Set down the entries below exactly; drop the pictures.

*** Opening Excerpted records ***

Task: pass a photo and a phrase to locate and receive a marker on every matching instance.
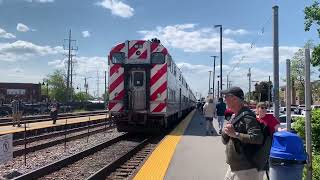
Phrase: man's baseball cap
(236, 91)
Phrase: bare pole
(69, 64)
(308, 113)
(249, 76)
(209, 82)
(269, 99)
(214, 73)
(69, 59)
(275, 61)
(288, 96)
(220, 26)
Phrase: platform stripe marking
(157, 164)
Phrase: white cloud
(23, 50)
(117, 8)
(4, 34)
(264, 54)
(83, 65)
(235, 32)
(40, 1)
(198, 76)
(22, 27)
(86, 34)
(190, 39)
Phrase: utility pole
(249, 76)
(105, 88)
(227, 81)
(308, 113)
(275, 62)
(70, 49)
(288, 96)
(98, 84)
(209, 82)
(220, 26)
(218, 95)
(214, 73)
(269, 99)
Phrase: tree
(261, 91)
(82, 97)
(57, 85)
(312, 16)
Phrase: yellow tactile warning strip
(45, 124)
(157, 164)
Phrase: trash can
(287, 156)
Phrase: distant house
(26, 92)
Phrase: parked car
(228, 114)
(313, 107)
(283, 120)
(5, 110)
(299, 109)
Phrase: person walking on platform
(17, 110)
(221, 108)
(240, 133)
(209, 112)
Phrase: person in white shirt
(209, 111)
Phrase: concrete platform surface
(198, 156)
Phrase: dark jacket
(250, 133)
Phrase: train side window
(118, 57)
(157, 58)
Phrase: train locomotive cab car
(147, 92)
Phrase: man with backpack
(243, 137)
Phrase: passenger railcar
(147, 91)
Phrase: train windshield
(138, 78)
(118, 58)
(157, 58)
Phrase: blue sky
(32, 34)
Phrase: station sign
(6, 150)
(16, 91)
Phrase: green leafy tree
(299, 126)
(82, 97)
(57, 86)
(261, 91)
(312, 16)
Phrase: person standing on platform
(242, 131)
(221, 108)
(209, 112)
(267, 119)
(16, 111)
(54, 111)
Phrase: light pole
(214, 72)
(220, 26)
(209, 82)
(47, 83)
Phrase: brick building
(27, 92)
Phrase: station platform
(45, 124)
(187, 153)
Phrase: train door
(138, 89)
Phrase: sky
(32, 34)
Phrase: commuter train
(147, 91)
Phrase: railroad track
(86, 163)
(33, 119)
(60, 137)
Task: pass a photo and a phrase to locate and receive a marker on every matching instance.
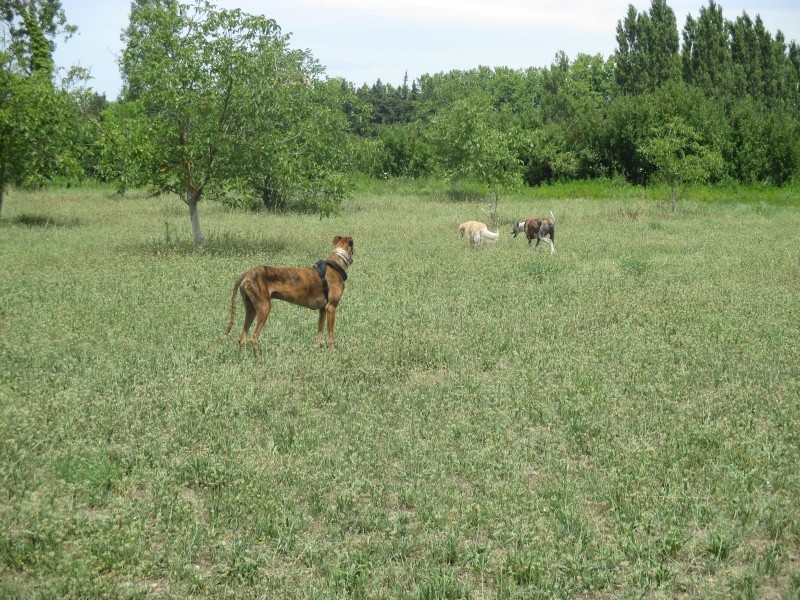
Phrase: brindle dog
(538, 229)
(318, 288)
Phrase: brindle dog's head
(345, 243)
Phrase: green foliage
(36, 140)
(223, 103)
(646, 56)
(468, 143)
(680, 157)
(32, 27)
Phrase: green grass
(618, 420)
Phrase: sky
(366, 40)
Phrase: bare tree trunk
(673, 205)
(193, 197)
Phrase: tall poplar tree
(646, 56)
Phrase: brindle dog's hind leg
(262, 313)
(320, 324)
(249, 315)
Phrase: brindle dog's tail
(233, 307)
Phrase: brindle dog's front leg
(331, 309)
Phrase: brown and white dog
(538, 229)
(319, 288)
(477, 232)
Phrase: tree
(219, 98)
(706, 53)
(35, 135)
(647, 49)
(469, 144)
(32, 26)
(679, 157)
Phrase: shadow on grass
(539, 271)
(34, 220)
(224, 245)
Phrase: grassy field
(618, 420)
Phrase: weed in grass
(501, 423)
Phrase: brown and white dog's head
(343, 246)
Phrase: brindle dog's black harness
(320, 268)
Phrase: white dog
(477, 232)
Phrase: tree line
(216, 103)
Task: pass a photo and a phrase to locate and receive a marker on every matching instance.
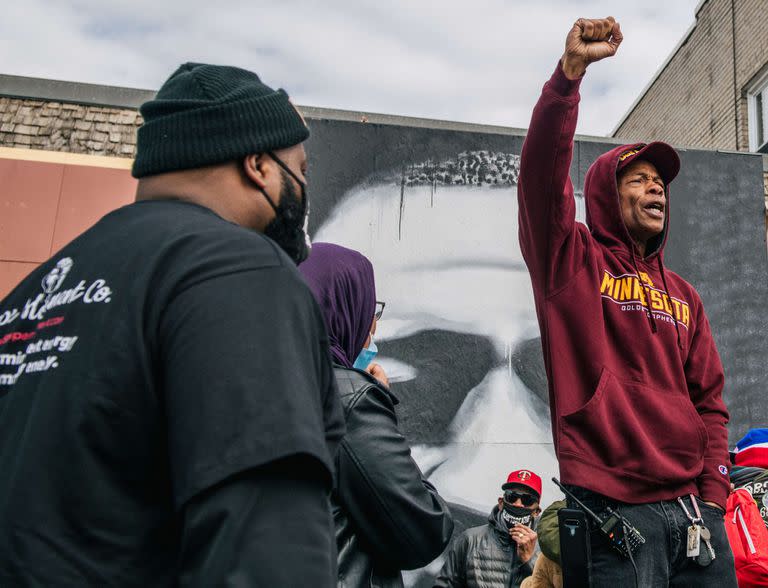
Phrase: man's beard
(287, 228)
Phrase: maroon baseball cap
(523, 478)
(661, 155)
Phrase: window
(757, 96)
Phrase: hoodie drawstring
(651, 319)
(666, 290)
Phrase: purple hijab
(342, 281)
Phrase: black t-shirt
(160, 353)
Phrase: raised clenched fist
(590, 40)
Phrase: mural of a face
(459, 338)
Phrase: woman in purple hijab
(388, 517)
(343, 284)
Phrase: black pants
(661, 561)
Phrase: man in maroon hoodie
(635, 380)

*** Closing Excerpted records ***

- Reply to the exercise
Task: pass a photo and a phrase to locate and receive a marker on every matching instance.
Phrase: man's baseball cap
(236, 91)
Phrase: bare pole
(69, 64)
(308, 113)
(249, 76)
(209, 82)
(269, 99)
(214, 73)
(69, 59)
(275, 61)
(288, 96)
(220, 26)
Phrase: platform stripe marking
(157, 164)
Phrase: white cloud
(23, 50)
(117, 8)
(4, 34)
(264, 54)
(83, 65)
(235, 32)
(40, 1)
(198, 76)
(22, 27)
(86, 34)
(190, 39)
Phrase: utility pole
(249, 76)
(105, 88)
(227, 81)
(308, 113)
(275, 62)
(70, 49)
(288, 96)
(98, 84)
(209, 82)
(220, 26)
(218, 95)
(214, 73)
(269, 99)
Phrase: tree
(261, 91)
(82, 97)
(57, 85)
(312, 16)
Phrase: yellow tactile warning strip
(45, 124)
(157, 164)
Phrase: trash can
(287, 156)
Phrase: distant house
(26, 92)
Phrase: parked car
(228, 114)
(313, 107)
(283, 120)
(5, 110)
(299, 109)
Phrase: person walking on platform
(17, 110)
(221, 108)
(240, 133)
(209, 112)
Phrase: person in white shirt
(209, 111)
Phrase: concrete platform surface
(198, 156)
Phrase: dark jacket
(250, 133)
Phrase: train side window
(118, 57)
(157, 58)
Phrase: train locomotive cab car
(147, 92)
Phrase: man with backpack
(243, 137)
Phrase: passenger railcar
(147, 91)
Phrase: train windshield
(138, 78)
(118, 58)
(157, 58)
Phrase: blue sky
(32, 34)
Phrase: station sign
(6, 150)
(16, 91)
Phrase: green leafy tree
(299, 126)
(82, 97)
(57, 86)
(261, 91)
(312, 16)
Phrase: person standing on platform
(242, 131)
(221, 108)
(209, 112)
(267, 119)
(16, 111)
(54, 111)
Phrase: light pole
(214, 72)
(220, 26)
(209, 82)
(47, 83)
Phrase: brick building
(27, 92)
Phrase: station platform
(45, 124)
(187, 153)
Phrase: train door
(138, 89)
Phrase: sky
(32, 34)
Phrase: commuter train
(147, 91)
Phrase: railroad track
(86, 163)
(33, 119)
(60, 137)
Task: pass a photo and a phrase to locate and receive a marker on every matching instance.
Phrase: brindle dog
(538, 229)
(318, 288)
Phrase: brindle dog's head
(345, 243)
Phrase: green foliage
(36, 140)
(223, 103)
(646, 56)
(468, 143)
(680, 157)
(32, 27)
Phrase: green grass
(618, 420)
Phrase: sky
(366, 40)
Phrase: bare tree trunk
(673, 205)
(193, 197)
Phrase: tall poplar tree
(646, 56)
Phrase: brindle dog's hind leg
(262, 313)
(320, 324)
(249, 315)
Phrase: brindle dog's tail
(233, 307)
Phrase: brindle dog's front leg
(331, 309)
Phrase: brown and white dog
(538, 229)
(319, 288)
(477, 232)
Phrase: tree
(219, 98)
(706, 53)
(35, 135)
(647, 49)
(469, 144)
(32, 26)
(679, 157)
Phrase: shadow on grass
(539, 271)
(34, 220)
(224, 245)
Phrase: grassy field
(618, 420)
Phrase: weed in grass
(501, 423)
Phrase: brown and white dog's head
(343, 246)
Phrase: brindle dog's black harness
(320, 268)
Phrase: white dog
(477, 232)
Phrase: tree line
(216, 103)
Task: pass a photo and a phrase to locate and receive a marker on every matching instance.
Phrase: man's beard
(287, 228)
Phrase: maroon baseball cap
(523, 478)
(661, 155)
Phrase: window
(757, 96)
Phrase: hoodie drawstring
(651, 319)
(666, 290)
Phrase: purple hijab
(342, 281)
Phrase: black t-shirt
(160, 353)
Phrase: raised clenched fist
(590, 40)
Phrase: mural of a face
(459, 338)
Phrase: woman in purple hijab
(388, 517)
(343, 284)
Phrase: black pants
(661, 561)
Phrase: man in maroon hoodie
(635, 380)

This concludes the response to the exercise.